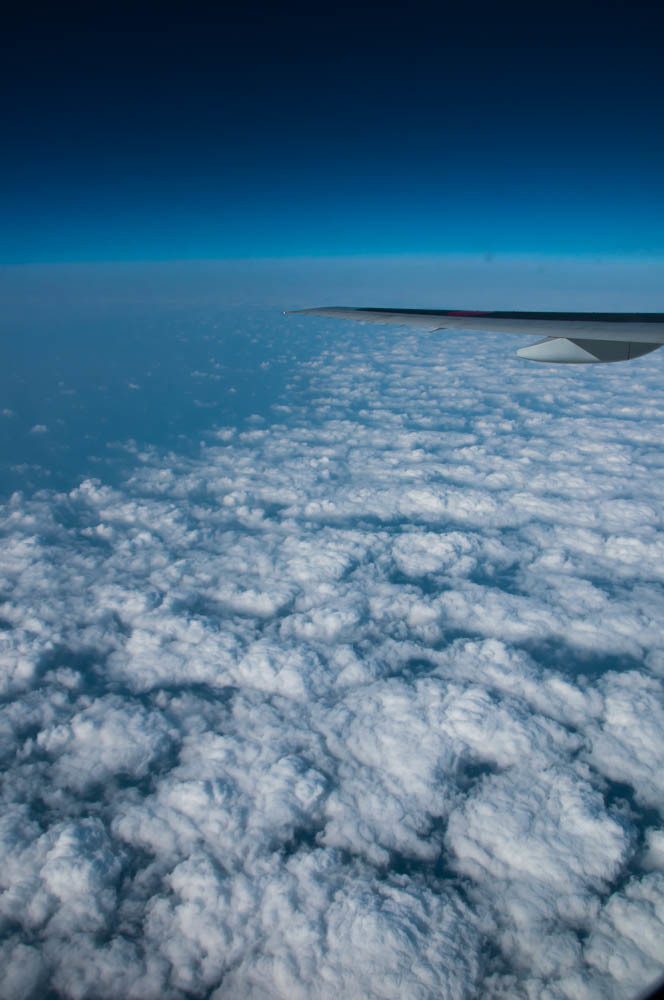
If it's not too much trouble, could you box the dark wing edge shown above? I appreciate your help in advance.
[286,306,664,364]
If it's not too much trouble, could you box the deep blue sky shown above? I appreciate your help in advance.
[5,4,664,263]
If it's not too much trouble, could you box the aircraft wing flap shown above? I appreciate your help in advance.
[286,306,664,344]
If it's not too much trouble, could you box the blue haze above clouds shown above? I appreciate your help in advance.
[0,258,664,1000]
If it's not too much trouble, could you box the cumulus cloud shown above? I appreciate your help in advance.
[0,308,664,1000]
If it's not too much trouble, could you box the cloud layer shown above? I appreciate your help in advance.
[0,327,664,1000]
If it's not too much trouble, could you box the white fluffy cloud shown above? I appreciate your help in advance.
[0,316,664,1000]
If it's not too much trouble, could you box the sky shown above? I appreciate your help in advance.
[0,4,664,1000]
[0,3,664,264]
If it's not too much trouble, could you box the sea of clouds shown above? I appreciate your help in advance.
[0,262,664,1000]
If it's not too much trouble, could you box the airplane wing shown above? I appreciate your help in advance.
[294,306,664,364]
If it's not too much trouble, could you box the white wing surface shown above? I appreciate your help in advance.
[288,306,664,364]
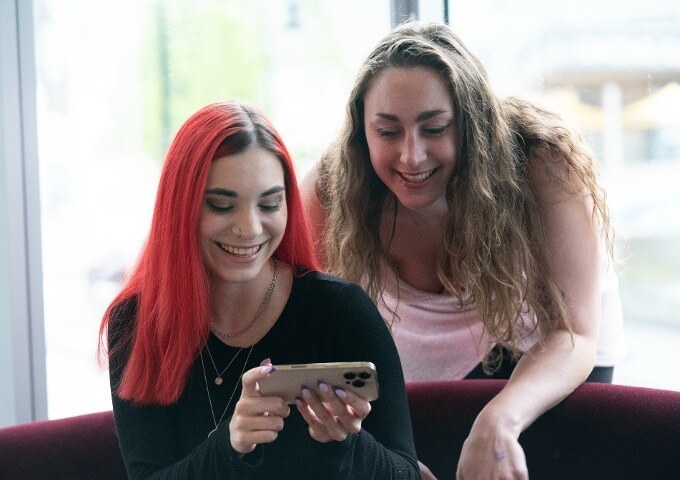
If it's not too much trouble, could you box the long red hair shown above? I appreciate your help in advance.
[99,102,318,405]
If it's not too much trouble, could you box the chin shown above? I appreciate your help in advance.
[397,195,437,210]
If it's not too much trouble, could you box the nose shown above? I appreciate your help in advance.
[401,131,427,168]
[231,208,262,239]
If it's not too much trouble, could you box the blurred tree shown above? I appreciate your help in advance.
[142,0,267,159]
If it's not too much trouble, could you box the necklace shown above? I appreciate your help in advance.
[205,344,243,385]
[212,257,277,340]
[201,344,255,436]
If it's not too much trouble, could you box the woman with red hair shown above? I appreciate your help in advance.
[100,102,418,479]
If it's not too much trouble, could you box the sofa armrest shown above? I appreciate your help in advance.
[407,380,680,480]
[0,411,127,480]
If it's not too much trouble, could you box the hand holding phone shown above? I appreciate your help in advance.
[259,362,379,404]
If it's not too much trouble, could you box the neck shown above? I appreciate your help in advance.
[210,262,274,339]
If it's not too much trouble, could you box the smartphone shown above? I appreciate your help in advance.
[258,362,378,404]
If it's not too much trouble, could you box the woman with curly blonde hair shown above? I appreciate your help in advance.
[303,23,622,480]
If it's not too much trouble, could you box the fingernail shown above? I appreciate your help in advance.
[333,387,347,400]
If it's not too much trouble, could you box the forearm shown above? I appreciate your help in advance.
[475,330,596,437]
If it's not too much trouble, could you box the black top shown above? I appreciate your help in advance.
[109,272,420,480]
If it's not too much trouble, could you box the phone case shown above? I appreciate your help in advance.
[259,362,379,404]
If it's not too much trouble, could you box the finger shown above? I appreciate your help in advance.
[232,415,284,432]
[302,386,349,441]
[318,381,368,433]
[418,460,437,480]
[234,397,290,418]
[333,386,371,419]
[295,397,333,443]
[241,363,276,397]
[230,430,279,454]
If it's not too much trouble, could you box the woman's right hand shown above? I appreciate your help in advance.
[229,360,290,455]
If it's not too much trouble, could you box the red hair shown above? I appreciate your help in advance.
[99,102,318,405]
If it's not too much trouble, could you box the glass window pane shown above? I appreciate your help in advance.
[35,0,390,418]
[449,0,680,390]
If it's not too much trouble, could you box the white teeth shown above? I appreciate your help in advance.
[218,243,260,256]
[400,170,434,183]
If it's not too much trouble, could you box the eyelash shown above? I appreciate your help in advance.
[206,201,281,213]
[378,125,449,138]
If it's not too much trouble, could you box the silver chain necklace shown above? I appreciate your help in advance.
[200,344,255,436]
[200,257,277,436]
[211,257,277,338]
[206,344,243,385]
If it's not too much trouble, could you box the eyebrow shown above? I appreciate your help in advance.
[205,185,285,198]
[375,109,448,122]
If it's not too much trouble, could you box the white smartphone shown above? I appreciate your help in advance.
[258,362,379,404]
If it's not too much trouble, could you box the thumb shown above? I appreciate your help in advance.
[241,358,276,397]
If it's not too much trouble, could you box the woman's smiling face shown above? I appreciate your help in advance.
[199,147,288,282]
[364,67,457,210]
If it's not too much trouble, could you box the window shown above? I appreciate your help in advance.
[449,0,680,390]
[25,0,680,418]
[34,0,390,418]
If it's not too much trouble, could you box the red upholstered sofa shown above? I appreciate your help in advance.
[0,380,680,480]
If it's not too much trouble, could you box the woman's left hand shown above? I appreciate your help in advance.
[296,382,371,443]
[456,424,529,480]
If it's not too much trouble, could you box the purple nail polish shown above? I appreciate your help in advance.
[333,387,347,400]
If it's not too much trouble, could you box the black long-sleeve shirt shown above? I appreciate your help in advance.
[109,272,420,480]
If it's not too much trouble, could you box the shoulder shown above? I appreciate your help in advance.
[296,271,379,316]
[526,148,588,204]
[108,295,139,350]
[297,271,363,294]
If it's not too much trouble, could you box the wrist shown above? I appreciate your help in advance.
[472,401,523,439]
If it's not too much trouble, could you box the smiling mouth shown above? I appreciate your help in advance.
[398,168,438,183]
[217,242,264,257]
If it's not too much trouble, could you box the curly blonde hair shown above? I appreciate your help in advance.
[316,22,611,363]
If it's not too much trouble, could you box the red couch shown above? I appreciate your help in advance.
[0,380,680,480]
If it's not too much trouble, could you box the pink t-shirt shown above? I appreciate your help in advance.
[378,255,625,381]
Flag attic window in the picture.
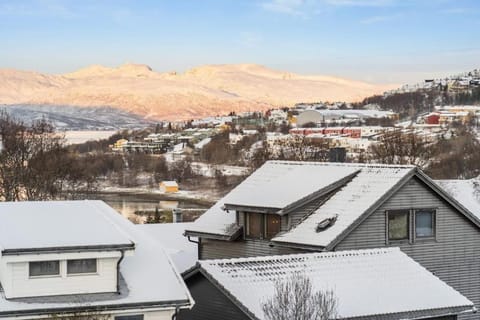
[315,214,338,232]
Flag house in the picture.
[159,181,178,193]
[179,248,475,320]
[0,201,193,320]
[185,161,480,319]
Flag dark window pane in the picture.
[267,214,280,239]
[115,314,143,320]
[29,261,60,277]
[67,259,97,274]
[415,210,434,238]
[388,211,408,240]
[247,213,263,238]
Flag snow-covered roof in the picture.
[199,248,473,320]
[0,201,192,318]
[272,165,414,247]
[435,177,480,219]
[187,161,414,241]
[135,222,198,272]
[0,201,133,252]
[222,161,358,209]
[161,180,178,187]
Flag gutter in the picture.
[0,300,191,318]
[2,242,135,256]
[172,307,180,320]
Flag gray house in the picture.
[186,161,480,319]
[179,248,473,320]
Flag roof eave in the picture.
[416,170,480,228]
[198,263,260,320]
[183,228,242,241]
[0,299,192,318]
[1,242,135,256]
[223,203,282,213]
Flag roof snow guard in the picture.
[198,248,474,320]
[186,161,415,241]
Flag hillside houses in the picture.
[186,161,480,319]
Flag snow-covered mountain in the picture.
[0,64,396,120]
[0,105,153,130]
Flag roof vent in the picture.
[315,214,338,232]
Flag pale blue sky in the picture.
[0,0,480,83]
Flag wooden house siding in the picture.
[177,273,250,320]
[199,239,302,260]
[334,178,480,320]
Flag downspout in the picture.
[172,307,180,320]
[187,236,202,260]
[117,250,125,294]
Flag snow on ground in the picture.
[192,162,250,178]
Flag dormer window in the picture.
[245,212,281,240]
[28,260,60,277]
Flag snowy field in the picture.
[65,130,117,144]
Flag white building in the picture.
[0,201,193,320]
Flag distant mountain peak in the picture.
[0,63,396,120]
[64,63,155,79]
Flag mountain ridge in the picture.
[0,63,396,120]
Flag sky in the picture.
[0,0,480,84]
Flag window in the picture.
[247,212,263,239]
[67,259,97,274]
[265,214,280,239]
[28,260,60,277]
[388,210,409,241]
[115,314,143,320]
[415,210,435,238]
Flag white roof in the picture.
[135,222,198,272]
[187,161,414,242]
[0,201,132,251]
[222,161,358,209]
[435,177,480,219]
[0,201,192,317]
[272,165,414,247]
[200,248,473,319]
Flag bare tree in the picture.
[262,274,338,320]
[0,112,70,201]
[369,131,433,167]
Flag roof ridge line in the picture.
[198,247,401,265]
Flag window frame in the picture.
[65,258,98,277]
[264,214,282,240]
[28,260,62,279]
[245,212,265,240]
[385,209,412,244]
[385,207,438,245]
[412,208,437,242]
[243,211,282,240]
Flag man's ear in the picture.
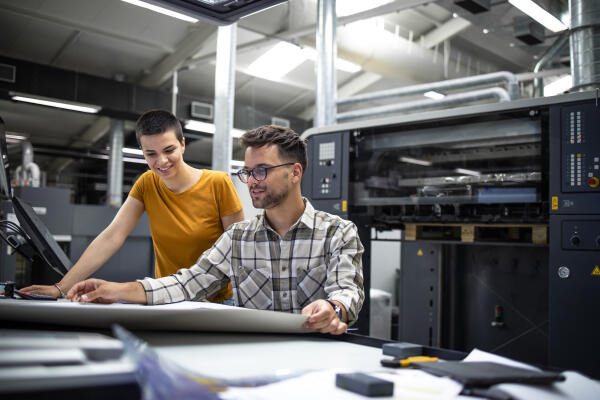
[292,163,303,182]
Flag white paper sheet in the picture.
[219,370,462,400]
[0,299,310,333]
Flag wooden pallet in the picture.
[404,223,548,244]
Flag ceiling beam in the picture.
[298,71,381,120]
[139,24,217,88]
[183,0,437,67]
[422,17,471,49]
[0,3,173,53]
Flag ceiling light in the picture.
[184,119,246,138]
[6,132,28,141]
[9,92,102,114]
[454,168,481,176]
[184,119,216,134]
[123,147,144,156]
[248,42,306,81]
[302,47,362,73]
[122,0,198,23]
[508,0,568,32]
[423,90,446,100]
[544,75,573,96]
[400,157,431,167]
[230,160,244,170]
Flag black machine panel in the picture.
[303,93,600,378]
[561,104,600,193]
[548,101,600,378]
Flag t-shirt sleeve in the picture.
[217,173,242,217]
[129,173,147,203]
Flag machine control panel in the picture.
[562,220,600,250]
[562,104,600,192]
[311,135,342,199]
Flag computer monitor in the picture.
[12,196,73,276]
[0,118,12,200]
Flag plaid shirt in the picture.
[139,199,364,324]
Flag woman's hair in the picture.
[135,110,183,145]
[240,125,308,173]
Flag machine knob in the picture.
[558,265,571,279]
[569,235,581,246]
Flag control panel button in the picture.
[569,235,581,246]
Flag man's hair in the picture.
[135,110,183,145]
[240,125,308,174]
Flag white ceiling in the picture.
[0,0,561,177]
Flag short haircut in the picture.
[135,110,183,146]
[240,125,308,173]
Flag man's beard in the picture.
[250,186,289,209]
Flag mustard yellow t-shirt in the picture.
[129,170,242,301]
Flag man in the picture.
[67,125,364,334]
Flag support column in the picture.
[313,0,337,127]
[212,23,237,173]
[106,120,124,208]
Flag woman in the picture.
[22,110,244,304]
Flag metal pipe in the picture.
[337,88,511,122]
[106,120,125,207]
[171,69,179,115]
[569,0,600,91]
[337,71,519,106]
[212,23,237,173]
[314,0,337,126]
[533,30,569,97]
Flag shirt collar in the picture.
[258,197,315,230]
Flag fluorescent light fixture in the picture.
[544,75,573,97]
[188,119,215,134]
[122,0,198,23]
[454,168,481,176]
[302,47,362,74]
[230,160,244,169]
[9,92,102,114]
[184,119,246,138]
[508,0,568,32]
[123,147,144,156]
[400,157,432,167]
[248,42,306,81]
[423,90,446,100]
[6,132,27,141]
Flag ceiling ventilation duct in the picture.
[151,0,286,25]
[454,0,491,14]
[569,0,600,91]
[513,17,545,46]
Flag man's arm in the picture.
[325,221,365,325]
[138,231,232,304]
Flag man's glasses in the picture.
[237,163,295,183]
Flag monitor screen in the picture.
[0,118,12,200]
[12,196,73,276]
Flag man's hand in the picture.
[67,279,146,304]
[19,285,64,297]
[302,300,348,335]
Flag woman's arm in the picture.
[22,196,144,297]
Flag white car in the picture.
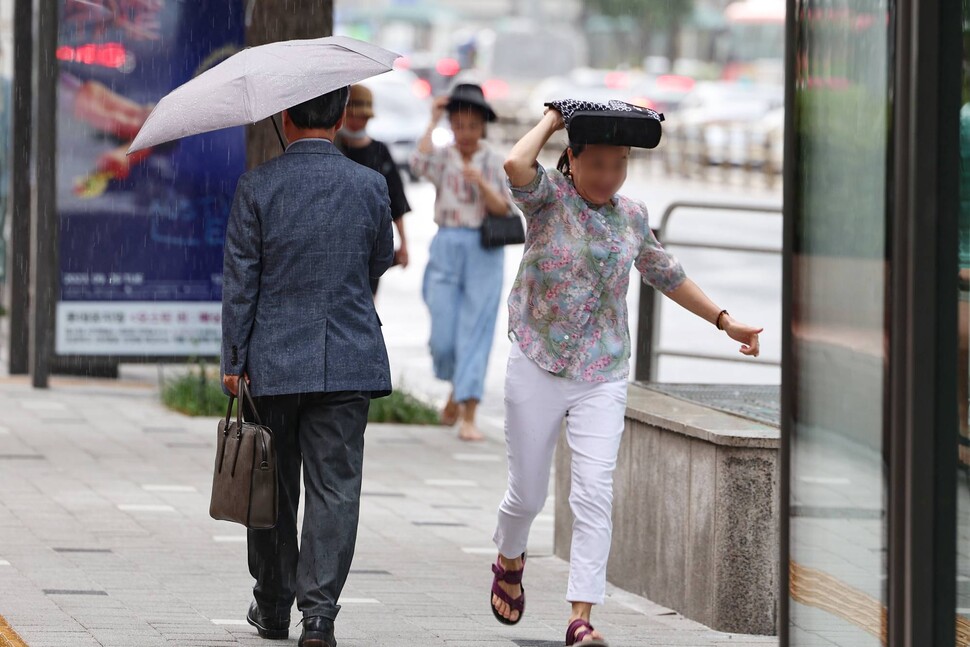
[361,70,431,178]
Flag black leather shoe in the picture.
[300,616,337,647]
[246,600,290,640]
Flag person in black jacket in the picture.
[335,84,411,297]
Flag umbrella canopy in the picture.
[128,36,399,155]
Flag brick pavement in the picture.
[0,378,777,647]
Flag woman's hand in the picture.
[542,108,566,132]
[722,315,764,357]
[462,164,485,188]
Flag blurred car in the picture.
[363,70,431,179]
[668,81,785,166]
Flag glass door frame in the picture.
[778,0,963,647]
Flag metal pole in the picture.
[30,0,59,388]
[7,0,34,375]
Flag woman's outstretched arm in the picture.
[505,109,566,186]
[664,279,764,357]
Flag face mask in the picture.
[340,128,367,139]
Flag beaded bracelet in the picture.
[714,310,731,330]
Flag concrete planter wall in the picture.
[555,385,779,635]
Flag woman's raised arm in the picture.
[505,109,566,186]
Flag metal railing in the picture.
[634,201,782,382]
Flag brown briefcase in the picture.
[209,378,279,530]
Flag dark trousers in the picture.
[248,391,370,621]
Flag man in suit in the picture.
[222,88,394,647]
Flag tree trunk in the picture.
[246,0,333,168]
[667,16,681,72]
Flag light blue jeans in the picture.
[422,227,505,402]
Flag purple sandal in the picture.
[566,618,610,647]
[488,553,525,625]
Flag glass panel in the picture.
[787,0,891,647]
[957,0,970,645]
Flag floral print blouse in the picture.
[411,142,509,229]
[509,165,687,382]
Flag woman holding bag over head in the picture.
[491,101,761,647]
[411,84,511,440]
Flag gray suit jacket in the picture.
[222,140,394,397]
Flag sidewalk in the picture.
[0,378,777,647]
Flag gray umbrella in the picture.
[128,36,399,154]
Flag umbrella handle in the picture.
[269,115,286,151]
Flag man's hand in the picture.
[394,243,408,270]
[222,374,249,397]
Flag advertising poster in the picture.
[56,0,246,357]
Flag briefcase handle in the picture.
[226,376,263,430]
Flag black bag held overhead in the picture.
[546,99,664,148]
[481,211,525,249]
[209,377,279,530]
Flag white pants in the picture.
[494,344,627,604]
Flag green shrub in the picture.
[162,362,229,416]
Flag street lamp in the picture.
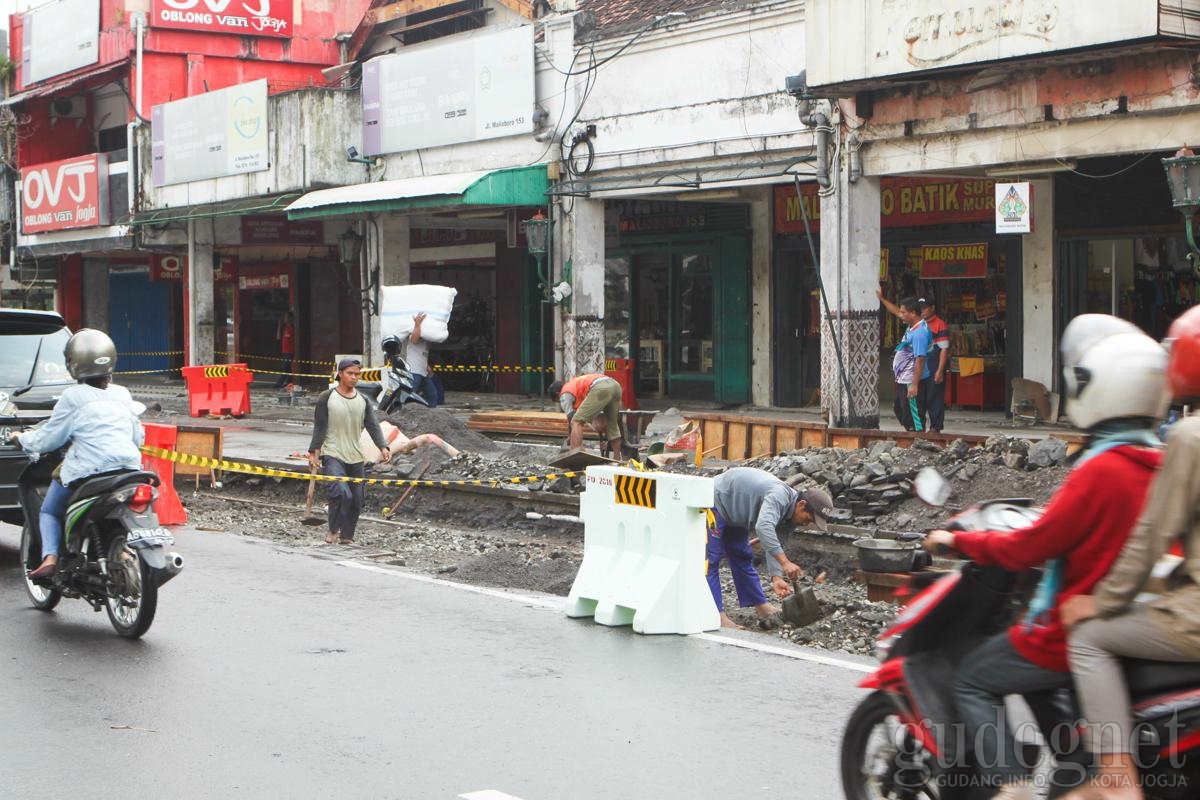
[1163,148,1200,272]
[521,209,552,410]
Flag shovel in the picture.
[300,464,325,527]
[782,578,824,627]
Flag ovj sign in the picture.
[20,154,108,234]
[150,0,293,36]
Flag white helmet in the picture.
[1063,326,1170,431]
[1058,314,1141,379]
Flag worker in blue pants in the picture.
[706,467,833,627]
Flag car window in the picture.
[0,329,71,387]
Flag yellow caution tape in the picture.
[142,445,580,489]
[113,367,182,375]
[214,350,334,372]
[430,363,554,372]
[616,475,659,509]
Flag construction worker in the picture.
[546,372,637,458]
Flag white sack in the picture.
[379,283,458,342]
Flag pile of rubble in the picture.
[750,435,1067,529]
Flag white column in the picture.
[750,187,774,405]
[1010,180,1057,389]
[362,213,413,367]
[821,169,880,428]
[187,219,214,366]
[551,198,605,378]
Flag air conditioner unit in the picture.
[50,95,88,120]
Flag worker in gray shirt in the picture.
[707,467,833,627]
[308,359,391,545]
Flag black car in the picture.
[0,308,74,524]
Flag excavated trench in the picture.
[181,407,1068,654]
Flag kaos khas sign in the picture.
[20,154,108,234]
[150,0,293,37]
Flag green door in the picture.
[713,236,750,403]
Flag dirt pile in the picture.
[388,403,498,452]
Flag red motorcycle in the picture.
[841,470,1200,800]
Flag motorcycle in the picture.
[358,336,430,416]
[0,391,184,638]
[841,469,1200,800]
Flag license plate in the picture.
[125,528,175,545]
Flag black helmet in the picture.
[62,327,116,380]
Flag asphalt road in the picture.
[0,525,863,800]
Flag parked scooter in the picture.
[841,470,1200,800]
[358,336,430,416]
[0,398,184,638]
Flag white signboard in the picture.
[362,25,535,156]
[805,0,1159,86]
[150,78,271,186]
[996,182,1033,234]
[20,0,100,86]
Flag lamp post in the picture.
[521,209,551,411]
[1163,148,1200,272]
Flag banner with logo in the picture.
[150,0,293,37]
[20,154,108,234]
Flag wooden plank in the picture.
[746,425,775,458]
[725,420,750,461]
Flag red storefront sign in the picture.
[238,275,288,290]
[241,215,325,245]
[920,242,988,281]
[775,178,996,234]
[20,154,108,234]
[150,0,293,37]
[150,255,238,283]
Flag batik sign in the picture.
[920,242,988,281]
[20,154,108,234]
[775,178,996,234]
[150,0,293,37]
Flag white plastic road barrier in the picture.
[566,467,721,633]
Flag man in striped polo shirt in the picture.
[917,297,950,433]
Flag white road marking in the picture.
[696,633,875,673]
[336,560,875,676]
[337,560,565,610]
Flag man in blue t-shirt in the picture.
[892,297,934,432]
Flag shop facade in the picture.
[796,0,1200,417]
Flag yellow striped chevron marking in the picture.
[616,475,658,509]
[142,445,583,487]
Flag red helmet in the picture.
[1166,306,1200,399]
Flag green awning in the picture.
[287,164,550,219]
[130,192,300,225]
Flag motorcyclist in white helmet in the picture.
[925,314,1168,800]
[11,327,145,578]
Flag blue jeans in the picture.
[37,479,71,559]
[320,456,366,539]
[704,511,767,610]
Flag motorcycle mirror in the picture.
[912,467,950,506]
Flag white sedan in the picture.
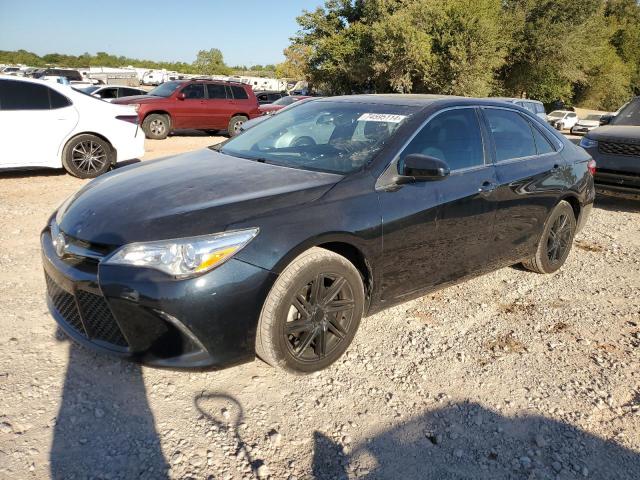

• _To do_
Copy out the items again, beginning at the line that has "Flag license plate in the picture." and stopping after the line that has "[11,327,145,578]", and switch every "helmet" to "hard hat" while leaving the rest unchanged.

• _Worked solution_
Flag license plate in the picture.
[125,528,175,545]
Flag black hard hat in the picture.
[62,327,116,380]
Flag asphalt road in the picture.
[0,525,863,800]
Flag parked scooter in the picture.
[841,470,1200,800]
[358,336,430,416]
[0,398,184,638]
Flag white signboard in the picture.
[362,25,535,156]
[805,0,1159,86]
[150,78,271,186]
[996,182,1033,234]
[20,0,100,86]
Flag lamp post in the picture.
[521,209,551,411]
[1163,148,1200,272]
Flag banner with logo in the picture.
[150,0,293,37]
[20,154,108,234]
Flag wooden plank in the picture.
[746,425,775,458]
[725,420,750,461]
Flag red storefront sign in the picture.
[238,275,288,290]
[241,215,325,245]
[920,242,988,281]
[775,178,996,234]
[20,154,108,234]
[150,0,293,37]
[150,255,238,283]
Flag batik sign in the picture.
[920,242,988,281]
[20,154,108,234]
[775,178,996,234]
[150,0,293,37]
Flag white plastic road barrier in the picture.
[566,467,721,633]
Flag man in striped polo shirt in the picture.
[917,297,950,433]
Flag white road marking in the picture.
[696,633,875,673]
[336,560,875,676]
[337,560,565,610]
Flag man in blue t-shirt in the picture.
[892,297,934,432]
Flag shop facade in the picture.
[796,0,1200,417]
Flag yellow striped chevron marking in the picture.
[616,475,658,509]
[142,445,583,487]
Flag red hard hat in the picture.
[1166,306,1200,399]
Flag green awning in the picture.
[287,164,550,219]
[130,192,300,225]
Flag motorcyclist in white hard hat in the picture.
[925,314,1168,800]
[11,327,145,578]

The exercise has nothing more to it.